◆ **GOAL**:
Can you arrange all of the rows below as a numbered list, dropping any blank lines?

--- Start of MATERIAL TO PROCESS ---

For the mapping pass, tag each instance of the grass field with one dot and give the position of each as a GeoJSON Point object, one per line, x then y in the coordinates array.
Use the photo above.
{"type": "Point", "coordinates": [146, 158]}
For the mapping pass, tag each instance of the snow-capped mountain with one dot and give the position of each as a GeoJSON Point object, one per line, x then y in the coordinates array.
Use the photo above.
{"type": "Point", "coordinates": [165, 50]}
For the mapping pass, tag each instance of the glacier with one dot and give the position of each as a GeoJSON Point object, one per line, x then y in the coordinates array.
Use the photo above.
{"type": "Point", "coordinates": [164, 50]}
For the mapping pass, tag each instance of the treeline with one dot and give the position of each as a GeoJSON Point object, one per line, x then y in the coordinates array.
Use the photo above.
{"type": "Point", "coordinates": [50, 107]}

--- End of MATERIAL TO PROCESS ---

◆ **THE ANSWER**:
1. For the mapping pass, tag each instance of the grass field with one dot and give the position of each as a GeoJSON Point object, one per line, x then y in the coordinates array.
2. Use the photo above.
3. {"type": "Point", "coordinates": [146, 158]}
4. For the mapping pass, tag each instance of the snow-capped mountain with one dot and give the position of each as a GeoJSON Point object, one per line, x then y in the coordinates array.
5. Use the photo above.
6. {"type": "Point", "coordinates": [165, 50]}
7. For the mapping pass, tag each instance of the glacier with one dot and give the position of each as a GeoJSON Point object, one per line, x then y in the coordinates array.
8. Use the photo above.
9. {"type": "Point", "coordinates": [164, 50]}
10. For the mapping pass, tag each instance of the treeline with one dot and give the position of each as a GeoJSON Point object, one per line, x then y in the coordinates array.
11. Use the photo above.
12. {"type": "Point", "coordinates": [50, 107]}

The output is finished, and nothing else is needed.